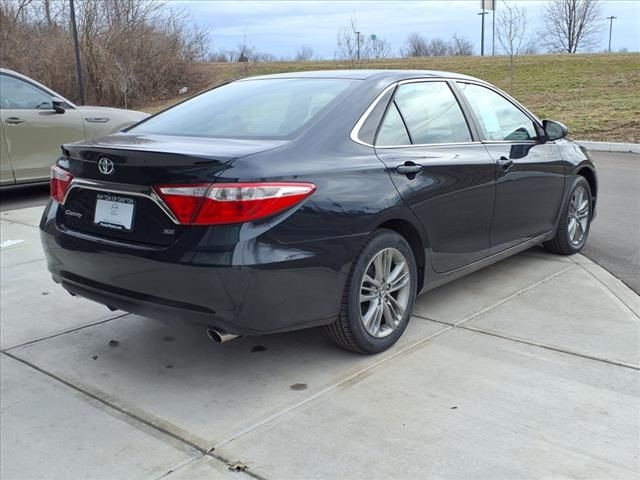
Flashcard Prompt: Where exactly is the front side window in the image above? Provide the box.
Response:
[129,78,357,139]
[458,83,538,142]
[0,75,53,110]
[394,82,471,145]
***
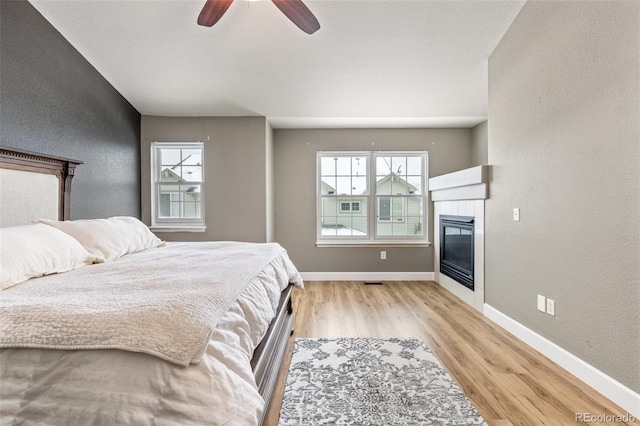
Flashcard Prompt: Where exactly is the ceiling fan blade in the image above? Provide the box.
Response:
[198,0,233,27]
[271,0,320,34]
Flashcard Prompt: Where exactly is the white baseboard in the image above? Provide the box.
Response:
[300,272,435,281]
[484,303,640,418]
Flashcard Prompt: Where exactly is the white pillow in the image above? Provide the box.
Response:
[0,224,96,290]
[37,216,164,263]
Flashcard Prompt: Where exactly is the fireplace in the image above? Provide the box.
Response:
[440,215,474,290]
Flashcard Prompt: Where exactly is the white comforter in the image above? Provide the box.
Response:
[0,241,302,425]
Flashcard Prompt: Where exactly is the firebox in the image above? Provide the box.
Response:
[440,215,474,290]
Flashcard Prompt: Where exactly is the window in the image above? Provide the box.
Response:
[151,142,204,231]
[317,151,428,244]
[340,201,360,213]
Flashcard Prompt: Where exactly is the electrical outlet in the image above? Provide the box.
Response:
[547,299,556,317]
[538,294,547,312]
***
* **What you will do**:
Put the rows that begin at the line containing "Flashcard Prompt: Where exactly is the window" and stop after the line containing "[538,294,547,312]" into a two-column CSV with headers flashcard and response. Give each flashcard text and its response one CSV line, with each in a single quoted field and line breaks turned into spaces.

* **Completed task**:
flashcard,response
"Flashcard Prompt: Where exactly is the window in the image above? Provide the box. Response:","[151,142,204,231] [317,151,428,244] [340,201,360,213]"
"Flashcard Prompt: Where exactly is the electrical outlet in the image above? Provide the box. Response:","[547,299,556,317] [538,294,547,312]"